Point-per-instance localization data:
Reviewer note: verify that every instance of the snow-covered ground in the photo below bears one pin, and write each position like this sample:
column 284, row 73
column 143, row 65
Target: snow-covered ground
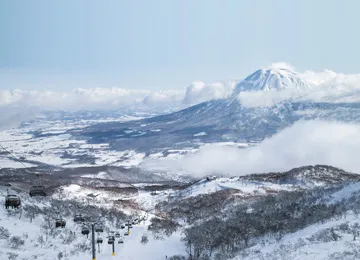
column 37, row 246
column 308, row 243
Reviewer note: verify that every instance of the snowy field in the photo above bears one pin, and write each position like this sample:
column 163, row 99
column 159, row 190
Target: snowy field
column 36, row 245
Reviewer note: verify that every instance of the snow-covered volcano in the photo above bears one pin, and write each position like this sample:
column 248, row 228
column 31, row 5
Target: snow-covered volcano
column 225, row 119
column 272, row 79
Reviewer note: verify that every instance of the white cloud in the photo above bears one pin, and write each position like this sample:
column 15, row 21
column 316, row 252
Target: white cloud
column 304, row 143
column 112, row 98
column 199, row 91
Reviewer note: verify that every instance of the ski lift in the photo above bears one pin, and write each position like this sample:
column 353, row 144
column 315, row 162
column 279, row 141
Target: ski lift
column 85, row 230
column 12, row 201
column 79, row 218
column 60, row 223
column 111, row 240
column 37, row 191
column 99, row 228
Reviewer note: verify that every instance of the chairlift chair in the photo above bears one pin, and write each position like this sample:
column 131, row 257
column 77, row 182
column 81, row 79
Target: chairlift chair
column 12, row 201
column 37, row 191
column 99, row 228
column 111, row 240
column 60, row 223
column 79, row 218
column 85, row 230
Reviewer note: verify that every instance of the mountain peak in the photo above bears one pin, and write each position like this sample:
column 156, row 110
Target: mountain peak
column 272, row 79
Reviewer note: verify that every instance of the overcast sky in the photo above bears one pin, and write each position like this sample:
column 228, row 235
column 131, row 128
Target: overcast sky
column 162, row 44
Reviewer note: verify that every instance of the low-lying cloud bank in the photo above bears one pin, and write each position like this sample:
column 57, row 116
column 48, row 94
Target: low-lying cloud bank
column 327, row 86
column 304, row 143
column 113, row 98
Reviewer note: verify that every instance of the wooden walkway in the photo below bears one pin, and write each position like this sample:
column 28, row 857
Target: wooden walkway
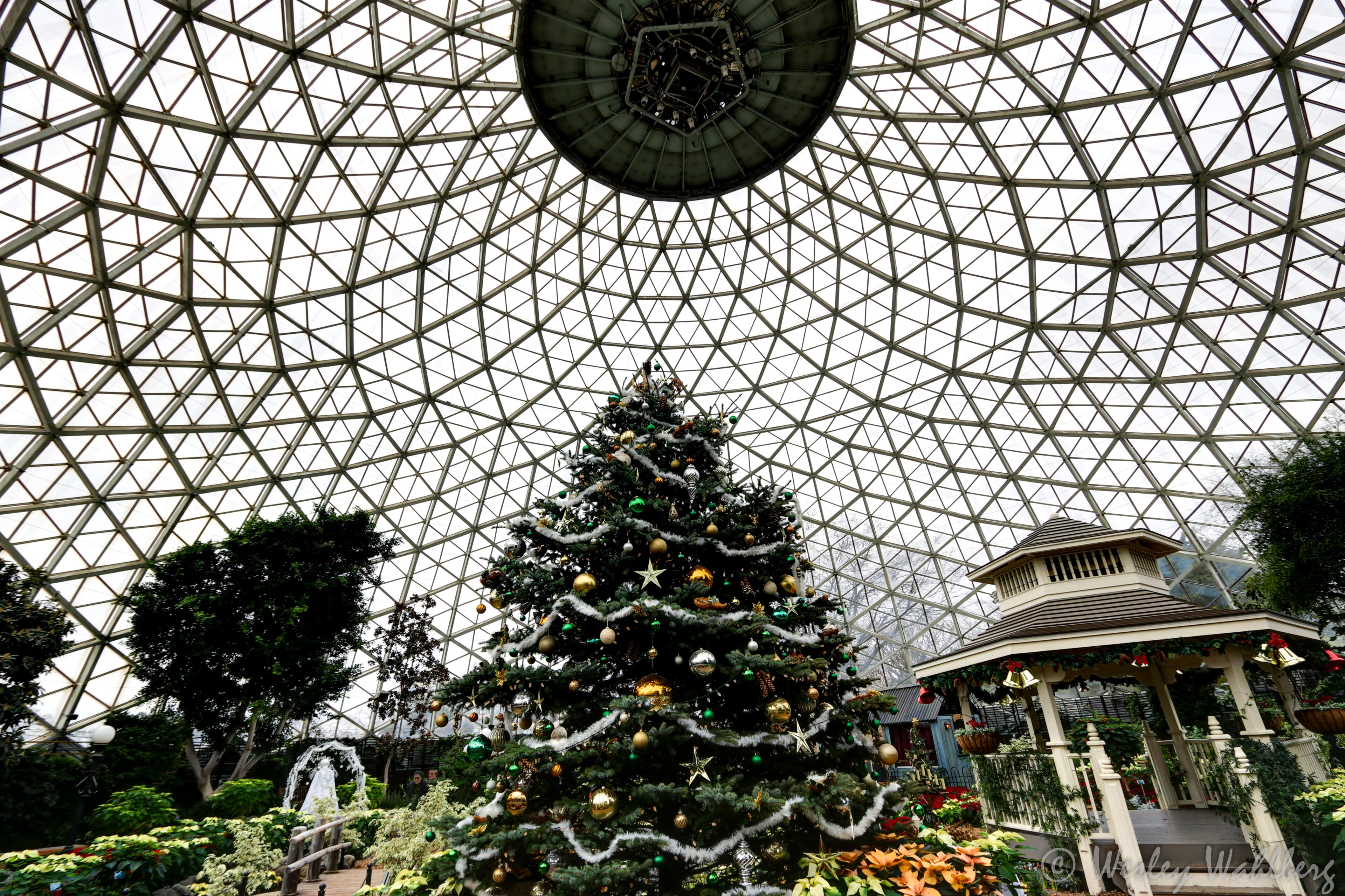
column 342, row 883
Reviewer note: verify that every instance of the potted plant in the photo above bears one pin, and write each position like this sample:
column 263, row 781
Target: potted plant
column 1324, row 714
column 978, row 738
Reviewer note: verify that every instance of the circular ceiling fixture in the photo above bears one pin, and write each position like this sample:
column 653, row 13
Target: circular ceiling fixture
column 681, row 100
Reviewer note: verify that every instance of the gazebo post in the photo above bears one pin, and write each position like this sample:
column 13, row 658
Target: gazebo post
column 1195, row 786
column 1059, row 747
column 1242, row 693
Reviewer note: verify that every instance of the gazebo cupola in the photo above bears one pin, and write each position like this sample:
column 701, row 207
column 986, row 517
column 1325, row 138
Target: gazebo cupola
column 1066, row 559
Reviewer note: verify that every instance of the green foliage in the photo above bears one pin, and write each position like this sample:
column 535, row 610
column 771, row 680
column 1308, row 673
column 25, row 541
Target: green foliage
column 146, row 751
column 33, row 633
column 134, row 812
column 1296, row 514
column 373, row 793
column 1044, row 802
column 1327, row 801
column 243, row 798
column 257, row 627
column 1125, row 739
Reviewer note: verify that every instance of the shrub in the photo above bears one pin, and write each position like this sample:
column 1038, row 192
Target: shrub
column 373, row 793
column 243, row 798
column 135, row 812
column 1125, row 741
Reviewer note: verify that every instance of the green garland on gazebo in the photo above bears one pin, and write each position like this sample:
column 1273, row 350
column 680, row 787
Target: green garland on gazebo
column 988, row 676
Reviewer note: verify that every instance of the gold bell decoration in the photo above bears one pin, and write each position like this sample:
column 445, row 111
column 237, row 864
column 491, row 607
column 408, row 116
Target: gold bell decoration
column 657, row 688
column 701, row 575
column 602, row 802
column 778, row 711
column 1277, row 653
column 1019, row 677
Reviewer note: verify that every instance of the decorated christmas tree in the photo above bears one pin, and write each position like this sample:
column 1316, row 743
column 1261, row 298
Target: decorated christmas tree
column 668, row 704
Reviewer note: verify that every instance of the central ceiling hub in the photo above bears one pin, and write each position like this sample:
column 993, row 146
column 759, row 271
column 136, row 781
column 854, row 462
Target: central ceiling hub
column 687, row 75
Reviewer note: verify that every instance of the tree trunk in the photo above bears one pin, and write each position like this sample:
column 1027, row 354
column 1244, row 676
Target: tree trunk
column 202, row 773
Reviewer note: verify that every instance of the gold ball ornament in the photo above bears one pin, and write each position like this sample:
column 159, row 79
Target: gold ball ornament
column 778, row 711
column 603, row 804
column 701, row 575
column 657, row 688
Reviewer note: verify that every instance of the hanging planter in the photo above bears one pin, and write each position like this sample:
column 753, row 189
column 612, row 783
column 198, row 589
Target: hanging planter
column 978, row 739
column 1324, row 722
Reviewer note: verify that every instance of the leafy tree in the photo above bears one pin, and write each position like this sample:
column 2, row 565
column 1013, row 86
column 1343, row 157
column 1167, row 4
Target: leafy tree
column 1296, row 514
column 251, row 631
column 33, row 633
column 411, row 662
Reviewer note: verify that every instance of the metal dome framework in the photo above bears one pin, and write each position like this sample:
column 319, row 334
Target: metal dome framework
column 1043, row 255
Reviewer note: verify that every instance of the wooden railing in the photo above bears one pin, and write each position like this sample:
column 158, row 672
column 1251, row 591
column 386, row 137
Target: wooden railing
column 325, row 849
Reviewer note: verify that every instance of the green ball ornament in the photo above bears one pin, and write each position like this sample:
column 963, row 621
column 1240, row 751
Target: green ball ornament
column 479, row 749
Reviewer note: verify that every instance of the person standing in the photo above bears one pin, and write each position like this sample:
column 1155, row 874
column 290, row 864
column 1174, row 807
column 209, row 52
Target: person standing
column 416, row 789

▶ [What you have to do]
Set the entries down exactly, but not the pictures.

▶ [Exercise result]
Reviewer note: verify that every instance of the snow-covered ground in the photo below bears one pin, and write each position like this sample:
column 284, row 73
column 143, row 65
Target: snow-covered ground
column 37, row 246
column 308, row 243
Reviewer note: verify that every instance of the snowy field in the photo above bears one pin, and write each position like this sample:
column 163, row 99
column 159, row 190
Target: snowy field
column 36, row 245
Reviewer note: verify that every instance of the snow-covered volcano in the photo above bears one pin, and write each position like this sample:
column 248, row 228
column 31, row 5
Target: snow-covered volcano
column 225, row 119
column 272, row 79
Reviewer note: verify that every instance of the white cloud in the photo above bears one pin, and write each position like this sample:
column 15, row 21
column 316, row 252
Target: white cloud
column 304, row 143
column 112, row 98
column 199, row 91
Reviewer note: verify that every instance of the ski lift in the photo above bears one pin, and write each position like this sample:
column 353, row 144
column 315, row 162
column 279, row 141
Target: ski lift
column 85, row 230
column 12, row 201
column 79, row 218
column 60, row 223
column 111, row 240
column 37, row 191
column 99, row 228
Reviewer note: verify that every instance of the chairlift chair in the photo above bears one pin, and write each position like this sample:
column 131, row 257
column 77, row 182
column 81, row 79
Target: chairlift chair
column 12, row 201
column 37, row 191
column 99, row 228
column 111, row 240
column 60, row 223
column 79, row 218
column 85, row 230
Reviewer note: verify that every instance of the mountain peak in the photo above bears one pin, and write each position like this sample:
column 156, row 110
Target: mountain peak
column 272, row 79
Reviewer note: verify that every instance of the overcast sky in the photo above bears one pin, and write each position like this sample:
column 228, row 235
column 131, row 128
Target: overcast sky
column 162, row 44
Reviewer note: verify that every instance of the low-lying cloud bank in the photo above bears one pin, and write each position like this sample:
column 57, row 116
column 48, row 94
Target: low-lying cloud bank
column 327, row 86
column 304, row 143
column 113, row 98
Reviewer note: verify that every instance of the wooden walkway in the photo below bears one pin, and write each position like this sample:
column 28, row 857
Target: wooden walkway
column 342, row 883
Reviewer note: verify that every instance of the potted plant in the photo above bears one pin, and write each position like this sample:
column 263, row 781
Target: potted plant
column 1324, row 714
column 978, row 738
Reviewer note: verify that every instance of the circular ceiling fixture in the photo above bears one pin, and write each position like this sample:
column 653, row 13
Target: circular ceiling fixture
column 681, row 100
Reviewer note: verify that every instance of the gazebo post in the photo above bears one pin, and write each position like this sample:
column 13, row 658
Target: gazebo post
column 1195, row 786
column 1059, row 747
column 1242, row 693
Reviewer note: verify that every instance of the gazebo cupola in the photo above bears one pin, and write each position like this sample:
column 701, row 207
column 986, row 517
column 1325, row 138
Target: gazebo cupola
column 1066, row 559
Reviewer note: verify that every instance of the green foliage in the photo above bears one pin, and write each position like this sample:
column 535, row 610
column 771, row 680
column 1308, row 673
column 25, row 541
Target: green foliage
column 146, row 751
column 33, row 633
column 134, row 812
column 1296, row 514
column 373, row 793
column 1044, row 802
column 1327, row 801
column 243, row 798
column 257, row 627
column 1125, row 739
Reviewer note: verify that every instance of the shrub in the photo above bears one pin, and write each position like this sample:
column 1038, row 192
Target: shrub
column 373, row 793
column 243, row 798
column 135, row 812
column 1125, row 741
Reviewer note: verify that every instance of the green garland on gazebo in the photo above bears one pin, and write each position like this sample:
column 1273, row 350
column 680, row 787
Target: green garland on gazebo
column 988, row 676
Reviewer note: verify that every instance of the gold bell decoration in the photo above bears one pin, and write each position like this sample:
column 445, row 111
column 237, row 864
column 491, row 607
column 408, row 116
Target: gold bell decoration
column 657, row 688
column 701, row 575
column 602, row 802
column 778, row 711
column 1277, row 653
column 1019, row 677
Reviewer note: verify that every instance of the decorated christmas tree in the photo above bears one pin, and write each position like this sample:
column 1316, row 743
column 1261, row 298
Target: decorated christmas tree
column 668, row 704
Reviewer note: verify that every instance of the central ceiling hub in the photo above bears one pin, and write each position like this sample:
column 993, row 146
column 759, row 271
column 136, row 781
column 854, row 462
Target: central ceiling hub
column 687, row 75
Reviewer note: verify that every instance of the tree trunk in the photo above bears one pin, and write each position like this sample:
column 1027, row 354
column 1244, row 676
Target: tree trunk
column 202, row 773
Reviewer note: verify that every instance of the gold ball ornament in the photo above bears one pin, and write each position like this sample:
column 159, row 79
Target: gold ball ornament
column 778, row 711
column 603, row 804
column 701, row 575
column 657, row 688
Reviewer note: verify that every instance of the hanging planter in the photo above bears one pin, and write each position like this sample:
column 753, row 189
column 612, row 783
column 198, row 589
Target: hanging planter
column 978, row 739
column 1324, row 722
Reviewer note: verify that every instance of the leafy tree in the photo above bears one pin, and write each position like this sample:
column 2, row 565
column 1013, row 86
column 1343, row 157
column 1167, row 4
Target: leafy tree
column 1296, row 514
column 251, row 631
column 33, row 633
column 411, row 662
Reviewer note: verify that every instance of the metal dome framework in the photo above bears one pin, and write each position like this sample:
column 319, row 334
Target: metal dome framework
column 1043, row 255
Reviewer note: verify that every instance of the wooden railing in the photo above bears one pin, and write each position like this sample:
column 158, row 672
column 1251, row 591
column 386, row 137
Target: wooden railing
column 325, row 849
Reviewer note: verify that every instance of the green ball ornament in the photo above bears one pin, and write each position like this sample:
column 963, row 621
column 1240, row 751
Target: green ball ornament
column 479, row 749
Reviewer note: verify that every instance of the person standing in the photo above bears one pin, and write each position like this sample:
column 1155, row 874
column 290, row 864
column 1174, row 807
column 209, row 52
Target: person standing
column 416, row 789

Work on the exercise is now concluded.